── Textauszug

Ich bin schon einige Zeit im Ruhestand, aber eines ist mir aus meinen Jahren im Jobcenter nur zu gut in Erinnerung geblieben: Wohnungsprobleme sind lähmend. Sie können nicht mit jemandem über einen Wiedereinstieg ins Erwerbsleben oder einen beruflichen Neustart nachdenken, der gerade Gefahr läuft, sein Zuhause zu verlieren. Wohnungsnot zählt heute zu den größten Vermittlungshemmnissen – und den schlimmsten sozialen Problemen.

────

Aufgabenstellung.
• A. Was zählt laut dem Textauszug heute zu den größten Vermittlungshemmnissen?
• B. Ersetzen Sie im Textauszug „Jobcenter“ durch „Arbeitsamt“ und geben Sie den Abschnitt wieder, der mit den Worten „Ich bin schon“ beginnt und mit „schlimmsten sozialen Problemen.“ endet.

── Extrahierte Daten

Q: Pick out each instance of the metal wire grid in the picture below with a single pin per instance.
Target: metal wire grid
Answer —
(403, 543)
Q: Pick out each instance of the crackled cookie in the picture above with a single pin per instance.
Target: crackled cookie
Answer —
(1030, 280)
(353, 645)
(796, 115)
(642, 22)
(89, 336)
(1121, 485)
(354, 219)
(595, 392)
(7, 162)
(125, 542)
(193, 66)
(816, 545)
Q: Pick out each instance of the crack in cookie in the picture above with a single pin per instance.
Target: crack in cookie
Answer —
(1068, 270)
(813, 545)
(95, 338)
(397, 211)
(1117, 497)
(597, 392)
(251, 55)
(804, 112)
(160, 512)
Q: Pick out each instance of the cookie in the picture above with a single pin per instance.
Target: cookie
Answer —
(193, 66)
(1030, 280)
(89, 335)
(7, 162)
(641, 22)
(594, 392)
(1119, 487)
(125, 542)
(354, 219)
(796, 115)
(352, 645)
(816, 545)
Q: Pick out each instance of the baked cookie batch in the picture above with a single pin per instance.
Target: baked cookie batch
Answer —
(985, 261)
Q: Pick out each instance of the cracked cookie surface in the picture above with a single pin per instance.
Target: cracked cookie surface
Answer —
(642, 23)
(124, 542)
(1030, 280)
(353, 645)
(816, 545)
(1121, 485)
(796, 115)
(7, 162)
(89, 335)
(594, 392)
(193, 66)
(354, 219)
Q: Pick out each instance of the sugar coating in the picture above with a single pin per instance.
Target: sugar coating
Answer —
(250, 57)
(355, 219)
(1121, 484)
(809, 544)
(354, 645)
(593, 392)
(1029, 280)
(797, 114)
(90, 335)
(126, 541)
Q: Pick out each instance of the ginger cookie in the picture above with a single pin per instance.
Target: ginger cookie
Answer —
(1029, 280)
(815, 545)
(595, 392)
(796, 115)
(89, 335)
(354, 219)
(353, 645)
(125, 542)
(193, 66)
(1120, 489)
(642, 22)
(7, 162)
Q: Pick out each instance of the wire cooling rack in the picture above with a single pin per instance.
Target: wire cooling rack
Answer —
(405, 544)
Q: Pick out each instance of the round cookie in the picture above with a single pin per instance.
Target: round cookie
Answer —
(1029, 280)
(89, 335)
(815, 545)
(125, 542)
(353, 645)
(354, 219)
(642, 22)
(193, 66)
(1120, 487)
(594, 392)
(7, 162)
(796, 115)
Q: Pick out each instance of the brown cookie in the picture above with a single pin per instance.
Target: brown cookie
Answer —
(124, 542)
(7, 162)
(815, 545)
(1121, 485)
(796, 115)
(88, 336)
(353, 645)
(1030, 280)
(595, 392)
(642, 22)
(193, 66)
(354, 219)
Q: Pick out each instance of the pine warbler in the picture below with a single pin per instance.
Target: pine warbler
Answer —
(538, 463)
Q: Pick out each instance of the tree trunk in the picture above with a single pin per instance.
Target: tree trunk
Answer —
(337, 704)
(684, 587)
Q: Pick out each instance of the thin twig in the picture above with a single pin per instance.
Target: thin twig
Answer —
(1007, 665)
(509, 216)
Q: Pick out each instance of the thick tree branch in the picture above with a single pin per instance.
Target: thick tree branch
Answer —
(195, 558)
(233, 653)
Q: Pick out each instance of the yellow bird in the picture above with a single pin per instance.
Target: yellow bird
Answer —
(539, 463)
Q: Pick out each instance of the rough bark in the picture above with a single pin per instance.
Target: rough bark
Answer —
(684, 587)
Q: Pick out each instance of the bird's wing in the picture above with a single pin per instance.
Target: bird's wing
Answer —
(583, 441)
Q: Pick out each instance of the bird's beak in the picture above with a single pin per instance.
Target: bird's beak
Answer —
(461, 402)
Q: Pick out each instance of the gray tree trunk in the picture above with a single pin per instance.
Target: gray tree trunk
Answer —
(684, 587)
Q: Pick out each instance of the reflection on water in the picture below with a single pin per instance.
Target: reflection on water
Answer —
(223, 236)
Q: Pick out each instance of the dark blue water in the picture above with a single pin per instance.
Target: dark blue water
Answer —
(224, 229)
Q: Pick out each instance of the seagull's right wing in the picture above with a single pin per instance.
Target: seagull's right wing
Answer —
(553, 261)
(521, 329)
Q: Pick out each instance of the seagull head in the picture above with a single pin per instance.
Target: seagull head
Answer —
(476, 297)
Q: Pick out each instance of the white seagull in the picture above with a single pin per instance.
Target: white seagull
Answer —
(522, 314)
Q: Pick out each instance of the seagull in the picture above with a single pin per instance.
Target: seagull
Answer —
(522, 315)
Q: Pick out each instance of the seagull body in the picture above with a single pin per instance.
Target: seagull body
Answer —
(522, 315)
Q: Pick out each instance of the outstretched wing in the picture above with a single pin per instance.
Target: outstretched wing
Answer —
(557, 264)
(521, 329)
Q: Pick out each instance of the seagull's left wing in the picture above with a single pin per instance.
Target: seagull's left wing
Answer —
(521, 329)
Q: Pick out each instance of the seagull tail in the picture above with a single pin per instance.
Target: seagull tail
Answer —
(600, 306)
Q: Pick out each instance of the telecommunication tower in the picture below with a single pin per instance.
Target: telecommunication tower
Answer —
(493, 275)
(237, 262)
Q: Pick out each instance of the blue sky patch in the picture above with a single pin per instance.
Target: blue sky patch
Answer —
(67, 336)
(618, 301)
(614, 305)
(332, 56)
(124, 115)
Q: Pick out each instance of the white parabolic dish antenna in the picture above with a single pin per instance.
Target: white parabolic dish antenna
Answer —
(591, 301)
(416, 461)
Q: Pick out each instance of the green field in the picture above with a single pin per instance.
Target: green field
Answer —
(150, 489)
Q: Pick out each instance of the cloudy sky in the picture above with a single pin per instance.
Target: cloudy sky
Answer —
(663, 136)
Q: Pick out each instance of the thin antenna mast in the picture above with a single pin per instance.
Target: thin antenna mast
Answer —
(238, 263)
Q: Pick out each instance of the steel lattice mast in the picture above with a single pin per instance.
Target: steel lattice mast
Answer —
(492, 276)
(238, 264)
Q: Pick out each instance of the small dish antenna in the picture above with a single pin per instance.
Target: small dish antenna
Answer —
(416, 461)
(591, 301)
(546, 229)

────

Lösungen je Aufgabe.
• A. Wohnungsnot.

• B.
Ich bin schon einige Zeit im Ruhestand, aber eines ist mir aus meinen Jahren im Arbeitsamt nur zu gut in Erinnerung geblieben: Wohnungsprobleme sind lähmend. Sie können nicht mit jemandem über einen Wiedereinstieg ins Erwerbsleben oder einen beruflichen Neustart nachdenken, der gerade Gefahr läuft, sein Zuhause zu verlieren. Wohnungsnot zählt heute zu den größten Vermittlungshemmnissen – und den schlimmsten sozialen Problemen.